#### PROBLEM STATEMENT
Using the commentary on Gove and Johnson, decide whether each statement below agrees with it: (a) the writer considers Gove a strong candidate; (b) Gove's campaign video was launched this morning; (c) the writer believes any prime minister can deliver Brexit. Answer yes or no for each, quoting the deciding words of the text.

Last week I wrote that Johnson appeared to have boxed himself in on Brexit, ensuring that his time as prime minister would be disastrous and short. This week I am not even sure he is going to get that far.

It is not that I think Gove is a strong candidate. He is unpopular with just about every interest group for which he has held ministerial responsibility. One soft-Brexit Tory MP told me he would support him, but “my farmers can’t stand him”. Teachers and parents – a rather large subset of the population – tend to have hostile memories of his time at education.

But his campaign video launched this morning is impressive, with a well crafted central message: “It is not enough just to believe in Brexit – you’ve got to be able to deliver it.”

I don’t think any prime minister can deliver Brexit, which is why I think the Conservative Party is doomed. But if anyone could it would be Gove. The gist of Johnson’s Daily Telegraph columns is that people ought to stop being such glumbuckets and have faith. It is almost as if he doubts himself; as if he is urging himself to believe.

Maybe “just believing in Brexit” is what the Tory party wants to do, rather than bothering with the boring reality of a parliament determined to block a no-deal exit. But I think Gove has thought harder about how to get Britain out of the EU.

And if it is demented self-belief that wins these things, I think Gove has more of it than Johnson has.

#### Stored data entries
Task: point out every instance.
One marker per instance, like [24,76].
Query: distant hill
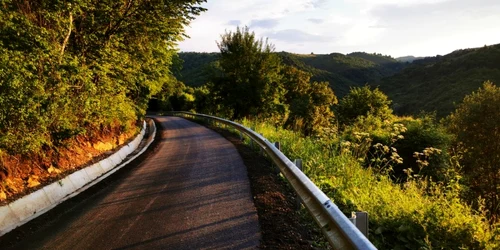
[341,71]
[408,59]
[436,83]
[195,67]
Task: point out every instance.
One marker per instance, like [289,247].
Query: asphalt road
[192,193]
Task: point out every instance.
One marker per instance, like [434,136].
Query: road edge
[31,206]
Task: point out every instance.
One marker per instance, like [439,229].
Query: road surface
[192,193]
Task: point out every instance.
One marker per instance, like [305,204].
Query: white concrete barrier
[80,178]
[8,220]
[32,205]
[28,206]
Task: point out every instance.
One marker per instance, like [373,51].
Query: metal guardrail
[336,227]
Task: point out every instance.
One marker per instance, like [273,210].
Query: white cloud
[395,27]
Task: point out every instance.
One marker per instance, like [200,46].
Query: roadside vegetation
[426,183]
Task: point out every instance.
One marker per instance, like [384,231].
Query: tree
[249,81]
[310,103]
[476,125]
[363,101]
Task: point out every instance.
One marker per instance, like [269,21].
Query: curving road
[192,193]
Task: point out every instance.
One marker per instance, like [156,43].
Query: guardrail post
[360,220]
[277,145]
[298,204]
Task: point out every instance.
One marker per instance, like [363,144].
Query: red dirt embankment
[21,175]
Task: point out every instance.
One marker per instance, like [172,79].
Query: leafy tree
[82,67]
[476,124]
[249,81]
[310,103]
[363,101]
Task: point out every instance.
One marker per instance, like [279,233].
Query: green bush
[417,215]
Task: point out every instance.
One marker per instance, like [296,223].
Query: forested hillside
[419,178]
[341,71]
[76,77]
[436,83]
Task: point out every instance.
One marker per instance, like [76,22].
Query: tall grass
[418,214]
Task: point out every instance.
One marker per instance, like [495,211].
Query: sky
[390,27]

#### SOLUTION
(a) No: "It is not that I think Gove is a strong candidate."
(b) Yes: "his campaign video launched this morning is impressive"
(c) No: "I don’t think any prime minister can deliver Brexit"